(Descripción del ejercicio) Transcribe sin cambios el pasaje del fragmento sobre Diego y Domingo que va desde "En este momento" hasta "reducidos a humo...", ambos incluidos.

(Fragmento para leer)
───

La apresurada vuelta a Castilla quedaba temporalmente
aplazada... para experimentar a lo vivo lo que serían, años más tarde, los
fundamentos de la Orden de Predicadores.
PARA ORAR
-¿Sabías que... el Señor quiere utilizar todo lo que
sucede en tu vida para el bien?
En este momento de la historia, Diego y Domingo llevaban
2 años cabalgando fuera de Castilla. Y, si analizamos su recorrido, descubrimos
asombrados que el Señor fue guiándoles, como tomándoles de la mano, de forma
que había llevado a los viajeros del sur al norte, y, después, del este al
oeste, recorriendo toda Europa. Hasta ahora podríamos pensar que eran 2 años
perdidos, en que habían soñado proyectos que quedaron reducidos a humo...

───

(Datos disponibles)

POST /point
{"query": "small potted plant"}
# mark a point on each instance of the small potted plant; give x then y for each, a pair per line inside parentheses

───

(Solución del ejercicio)
En este momento de la historia, Diego y Domingo llevaban
2 años cabalgando fuera de Castilla. Y, si analizamos su recorrido, descubrimos
asombrados que el Señor fue guiándoles, como tomándoles de la mano, de forma
que había llevado a los viajeros del sur al norte, y, después, del este al
oeste, recorriendo toda Europa. Hasta ahora podríamos pensar que eran 2 años
perdidos, en que habían soñado proyectos que quedaron reducidos a humo...